* _The problem_:
From the rows below, list every line that contains the string "weed". Case matters, so copy only lines that match it letter for letter.

* _Supplied data_:

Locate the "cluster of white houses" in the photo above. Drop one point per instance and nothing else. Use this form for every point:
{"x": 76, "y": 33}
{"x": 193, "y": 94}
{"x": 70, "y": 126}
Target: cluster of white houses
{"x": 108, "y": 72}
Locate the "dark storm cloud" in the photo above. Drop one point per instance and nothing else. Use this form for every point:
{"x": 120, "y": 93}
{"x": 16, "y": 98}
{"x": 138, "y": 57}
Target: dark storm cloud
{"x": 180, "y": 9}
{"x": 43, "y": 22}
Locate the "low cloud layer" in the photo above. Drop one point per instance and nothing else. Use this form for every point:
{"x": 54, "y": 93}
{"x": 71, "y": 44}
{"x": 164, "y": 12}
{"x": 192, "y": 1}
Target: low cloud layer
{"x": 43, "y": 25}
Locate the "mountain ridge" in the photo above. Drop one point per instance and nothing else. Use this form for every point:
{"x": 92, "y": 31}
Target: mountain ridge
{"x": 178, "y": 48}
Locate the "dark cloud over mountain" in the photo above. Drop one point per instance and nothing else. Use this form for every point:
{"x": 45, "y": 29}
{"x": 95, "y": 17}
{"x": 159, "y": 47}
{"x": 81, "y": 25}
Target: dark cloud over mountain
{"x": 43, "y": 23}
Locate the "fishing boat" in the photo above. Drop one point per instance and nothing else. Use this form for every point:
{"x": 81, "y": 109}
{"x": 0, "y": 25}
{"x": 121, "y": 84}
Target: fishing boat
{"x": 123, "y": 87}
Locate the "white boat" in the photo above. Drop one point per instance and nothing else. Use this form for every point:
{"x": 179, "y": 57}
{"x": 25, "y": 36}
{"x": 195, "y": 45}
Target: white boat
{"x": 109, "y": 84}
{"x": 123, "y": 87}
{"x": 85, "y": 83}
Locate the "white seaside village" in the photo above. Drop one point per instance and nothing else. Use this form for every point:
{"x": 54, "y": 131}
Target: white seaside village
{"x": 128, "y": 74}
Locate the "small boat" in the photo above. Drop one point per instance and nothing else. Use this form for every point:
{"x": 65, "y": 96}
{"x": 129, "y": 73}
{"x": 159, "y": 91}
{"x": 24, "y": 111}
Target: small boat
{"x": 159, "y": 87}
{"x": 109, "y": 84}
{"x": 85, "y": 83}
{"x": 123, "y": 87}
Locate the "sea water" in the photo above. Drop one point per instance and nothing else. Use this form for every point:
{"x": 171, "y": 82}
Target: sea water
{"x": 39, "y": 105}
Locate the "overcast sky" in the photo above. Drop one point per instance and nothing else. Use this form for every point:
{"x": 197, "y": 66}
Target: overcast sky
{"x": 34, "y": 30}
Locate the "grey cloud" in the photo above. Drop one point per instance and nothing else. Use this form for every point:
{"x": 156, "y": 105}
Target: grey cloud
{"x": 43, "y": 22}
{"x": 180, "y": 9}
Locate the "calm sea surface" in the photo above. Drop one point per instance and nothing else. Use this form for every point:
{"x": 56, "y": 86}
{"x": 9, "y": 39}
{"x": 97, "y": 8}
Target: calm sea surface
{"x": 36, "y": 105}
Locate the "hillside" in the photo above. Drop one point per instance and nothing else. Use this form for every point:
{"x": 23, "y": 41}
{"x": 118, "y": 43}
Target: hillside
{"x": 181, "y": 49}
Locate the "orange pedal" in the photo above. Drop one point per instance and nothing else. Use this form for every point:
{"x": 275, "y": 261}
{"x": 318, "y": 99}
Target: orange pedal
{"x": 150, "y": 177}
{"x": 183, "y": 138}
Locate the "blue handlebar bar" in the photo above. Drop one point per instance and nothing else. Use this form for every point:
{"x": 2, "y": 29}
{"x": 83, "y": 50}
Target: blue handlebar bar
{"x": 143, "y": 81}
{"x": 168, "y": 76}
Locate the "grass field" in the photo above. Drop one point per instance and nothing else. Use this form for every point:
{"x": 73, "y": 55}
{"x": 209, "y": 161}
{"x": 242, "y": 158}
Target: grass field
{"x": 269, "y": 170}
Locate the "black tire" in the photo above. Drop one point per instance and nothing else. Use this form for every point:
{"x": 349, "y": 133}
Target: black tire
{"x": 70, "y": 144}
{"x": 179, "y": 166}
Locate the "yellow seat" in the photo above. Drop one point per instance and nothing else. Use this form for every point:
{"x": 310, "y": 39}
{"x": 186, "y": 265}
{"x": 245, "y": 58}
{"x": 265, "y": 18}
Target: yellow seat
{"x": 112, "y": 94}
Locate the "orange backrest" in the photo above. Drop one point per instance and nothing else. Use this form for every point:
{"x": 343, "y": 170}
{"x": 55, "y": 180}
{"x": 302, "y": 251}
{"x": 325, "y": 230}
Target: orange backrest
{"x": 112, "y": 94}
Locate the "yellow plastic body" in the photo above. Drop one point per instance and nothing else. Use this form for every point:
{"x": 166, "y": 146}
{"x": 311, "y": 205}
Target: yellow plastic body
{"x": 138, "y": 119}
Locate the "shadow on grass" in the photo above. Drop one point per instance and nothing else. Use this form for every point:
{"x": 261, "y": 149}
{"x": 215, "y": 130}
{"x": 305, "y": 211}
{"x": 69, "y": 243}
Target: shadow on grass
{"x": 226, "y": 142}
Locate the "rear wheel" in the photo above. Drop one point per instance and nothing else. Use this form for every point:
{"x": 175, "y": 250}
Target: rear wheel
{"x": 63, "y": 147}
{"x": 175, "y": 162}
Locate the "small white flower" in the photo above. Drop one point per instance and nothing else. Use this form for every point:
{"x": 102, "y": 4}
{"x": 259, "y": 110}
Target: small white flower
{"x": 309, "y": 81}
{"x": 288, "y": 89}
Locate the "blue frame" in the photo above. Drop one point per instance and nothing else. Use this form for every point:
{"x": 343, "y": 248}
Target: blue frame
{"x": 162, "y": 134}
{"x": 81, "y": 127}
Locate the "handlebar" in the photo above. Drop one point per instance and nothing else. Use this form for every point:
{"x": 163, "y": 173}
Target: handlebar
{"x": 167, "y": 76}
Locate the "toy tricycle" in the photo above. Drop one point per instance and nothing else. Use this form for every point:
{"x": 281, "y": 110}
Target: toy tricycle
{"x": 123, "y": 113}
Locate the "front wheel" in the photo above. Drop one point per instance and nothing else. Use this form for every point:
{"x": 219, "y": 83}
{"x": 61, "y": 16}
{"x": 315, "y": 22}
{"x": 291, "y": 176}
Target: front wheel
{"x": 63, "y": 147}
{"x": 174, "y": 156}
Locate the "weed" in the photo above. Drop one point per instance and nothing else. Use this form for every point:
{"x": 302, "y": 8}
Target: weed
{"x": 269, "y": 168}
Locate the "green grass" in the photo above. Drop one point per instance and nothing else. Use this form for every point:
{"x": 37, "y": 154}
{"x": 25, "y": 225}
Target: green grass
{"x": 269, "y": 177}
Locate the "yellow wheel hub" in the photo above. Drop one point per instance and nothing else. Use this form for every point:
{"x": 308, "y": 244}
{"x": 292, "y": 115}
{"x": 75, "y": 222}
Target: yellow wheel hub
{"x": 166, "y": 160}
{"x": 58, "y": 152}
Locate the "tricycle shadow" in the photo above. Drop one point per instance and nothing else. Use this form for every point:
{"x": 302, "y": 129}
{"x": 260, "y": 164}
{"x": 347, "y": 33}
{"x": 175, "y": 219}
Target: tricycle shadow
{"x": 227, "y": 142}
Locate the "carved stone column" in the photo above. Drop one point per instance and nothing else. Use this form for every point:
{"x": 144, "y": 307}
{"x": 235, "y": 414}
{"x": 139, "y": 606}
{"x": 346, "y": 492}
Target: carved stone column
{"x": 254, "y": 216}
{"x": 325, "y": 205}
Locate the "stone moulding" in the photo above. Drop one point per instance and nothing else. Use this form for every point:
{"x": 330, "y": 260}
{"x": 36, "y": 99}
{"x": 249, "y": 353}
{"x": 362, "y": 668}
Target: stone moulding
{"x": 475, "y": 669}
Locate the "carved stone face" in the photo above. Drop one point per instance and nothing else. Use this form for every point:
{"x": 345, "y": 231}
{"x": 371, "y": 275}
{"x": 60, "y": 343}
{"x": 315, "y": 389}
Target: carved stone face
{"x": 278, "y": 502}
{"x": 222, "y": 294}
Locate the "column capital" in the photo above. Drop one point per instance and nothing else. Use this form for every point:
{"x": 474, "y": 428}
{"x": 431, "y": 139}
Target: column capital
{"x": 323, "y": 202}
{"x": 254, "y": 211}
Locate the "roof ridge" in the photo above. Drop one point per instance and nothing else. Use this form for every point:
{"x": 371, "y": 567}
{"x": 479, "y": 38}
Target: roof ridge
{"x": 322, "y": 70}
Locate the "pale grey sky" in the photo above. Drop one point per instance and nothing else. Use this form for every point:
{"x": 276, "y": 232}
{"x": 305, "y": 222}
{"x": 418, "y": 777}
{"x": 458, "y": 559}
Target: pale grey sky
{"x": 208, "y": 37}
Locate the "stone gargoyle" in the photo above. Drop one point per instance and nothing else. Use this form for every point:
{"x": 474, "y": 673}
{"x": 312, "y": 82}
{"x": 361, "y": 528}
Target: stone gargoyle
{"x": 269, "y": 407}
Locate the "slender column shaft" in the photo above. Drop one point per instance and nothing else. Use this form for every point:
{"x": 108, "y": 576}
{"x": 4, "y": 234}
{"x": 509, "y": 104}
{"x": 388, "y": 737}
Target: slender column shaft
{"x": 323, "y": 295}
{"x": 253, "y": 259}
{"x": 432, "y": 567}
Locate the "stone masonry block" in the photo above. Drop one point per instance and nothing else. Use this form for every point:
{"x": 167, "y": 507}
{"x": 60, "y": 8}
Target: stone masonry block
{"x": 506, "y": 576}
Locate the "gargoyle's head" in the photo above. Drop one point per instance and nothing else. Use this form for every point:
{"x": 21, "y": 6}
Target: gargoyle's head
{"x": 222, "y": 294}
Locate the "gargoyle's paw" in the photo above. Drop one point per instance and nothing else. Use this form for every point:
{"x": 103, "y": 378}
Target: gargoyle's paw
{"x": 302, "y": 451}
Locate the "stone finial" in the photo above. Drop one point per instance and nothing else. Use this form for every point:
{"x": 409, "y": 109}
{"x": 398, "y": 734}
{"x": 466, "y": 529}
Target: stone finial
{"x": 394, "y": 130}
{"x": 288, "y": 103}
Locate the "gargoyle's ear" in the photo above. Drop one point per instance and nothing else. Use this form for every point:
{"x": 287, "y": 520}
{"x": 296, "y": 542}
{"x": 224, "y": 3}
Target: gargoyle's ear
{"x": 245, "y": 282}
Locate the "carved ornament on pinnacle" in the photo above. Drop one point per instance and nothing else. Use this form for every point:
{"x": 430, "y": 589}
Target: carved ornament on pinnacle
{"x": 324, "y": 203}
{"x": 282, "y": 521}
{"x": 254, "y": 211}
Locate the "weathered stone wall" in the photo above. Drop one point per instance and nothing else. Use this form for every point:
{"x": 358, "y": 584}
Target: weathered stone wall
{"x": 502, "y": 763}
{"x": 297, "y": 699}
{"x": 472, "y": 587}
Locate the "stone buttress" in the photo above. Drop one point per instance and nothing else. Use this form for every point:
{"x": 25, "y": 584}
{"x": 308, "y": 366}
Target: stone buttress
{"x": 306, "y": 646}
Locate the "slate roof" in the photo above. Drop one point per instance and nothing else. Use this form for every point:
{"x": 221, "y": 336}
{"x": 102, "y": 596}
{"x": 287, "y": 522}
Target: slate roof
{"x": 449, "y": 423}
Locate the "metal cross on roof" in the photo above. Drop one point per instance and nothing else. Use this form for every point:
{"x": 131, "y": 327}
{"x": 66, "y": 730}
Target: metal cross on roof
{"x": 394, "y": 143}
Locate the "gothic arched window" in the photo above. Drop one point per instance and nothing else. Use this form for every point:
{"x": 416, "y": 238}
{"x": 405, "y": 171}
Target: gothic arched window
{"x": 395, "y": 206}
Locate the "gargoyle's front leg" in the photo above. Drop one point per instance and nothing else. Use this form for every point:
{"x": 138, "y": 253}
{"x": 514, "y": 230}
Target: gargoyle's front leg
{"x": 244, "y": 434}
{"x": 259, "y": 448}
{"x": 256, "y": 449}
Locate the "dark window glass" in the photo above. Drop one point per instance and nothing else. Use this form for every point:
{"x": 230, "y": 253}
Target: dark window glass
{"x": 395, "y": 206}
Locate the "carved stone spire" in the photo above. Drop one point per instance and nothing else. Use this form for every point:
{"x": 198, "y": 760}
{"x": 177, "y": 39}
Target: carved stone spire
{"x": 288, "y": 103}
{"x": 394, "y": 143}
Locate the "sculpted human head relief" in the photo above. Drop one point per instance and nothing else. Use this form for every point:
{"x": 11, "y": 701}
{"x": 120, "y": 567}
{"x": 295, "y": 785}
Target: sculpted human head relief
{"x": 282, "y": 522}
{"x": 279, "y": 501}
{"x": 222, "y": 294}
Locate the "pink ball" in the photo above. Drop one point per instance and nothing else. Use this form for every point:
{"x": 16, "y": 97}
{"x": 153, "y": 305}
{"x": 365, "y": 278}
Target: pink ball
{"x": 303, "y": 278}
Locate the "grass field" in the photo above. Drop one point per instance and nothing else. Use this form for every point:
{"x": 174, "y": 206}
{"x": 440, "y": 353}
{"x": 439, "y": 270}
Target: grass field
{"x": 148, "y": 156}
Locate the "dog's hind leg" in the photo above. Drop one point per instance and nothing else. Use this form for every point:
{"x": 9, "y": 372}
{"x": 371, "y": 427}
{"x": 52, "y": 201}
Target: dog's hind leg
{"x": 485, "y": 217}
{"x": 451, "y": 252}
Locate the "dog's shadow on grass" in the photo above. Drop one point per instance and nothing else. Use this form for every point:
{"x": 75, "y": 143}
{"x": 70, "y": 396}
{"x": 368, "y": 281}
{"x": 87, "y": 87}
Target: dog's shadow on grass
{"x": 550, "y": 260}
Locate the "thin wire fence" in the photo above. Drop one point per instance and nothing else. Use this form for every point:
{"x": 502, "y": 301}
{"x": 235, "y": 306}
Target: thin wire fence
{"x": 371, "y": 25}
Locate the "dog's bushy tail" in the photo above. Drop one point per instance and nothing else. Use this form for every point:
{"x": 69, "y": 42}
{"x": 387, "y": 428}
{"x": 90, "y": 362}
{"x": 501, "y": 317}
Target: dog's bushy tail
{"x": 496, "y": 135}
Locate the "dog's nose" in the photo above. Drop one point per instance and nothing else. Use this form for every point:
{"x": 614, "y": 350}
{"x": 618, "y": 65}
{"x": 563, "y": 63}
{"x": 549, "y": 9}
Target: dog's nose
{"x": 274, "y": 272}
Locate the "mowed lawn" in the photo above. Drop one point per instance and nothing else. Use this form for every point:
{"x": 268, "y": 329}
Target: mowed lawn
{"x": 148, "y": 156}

* _Correct answer_:
Locate the "weed" in the photo above. Drop one point per instance and nothing else. Use this form for every point:
Target: weed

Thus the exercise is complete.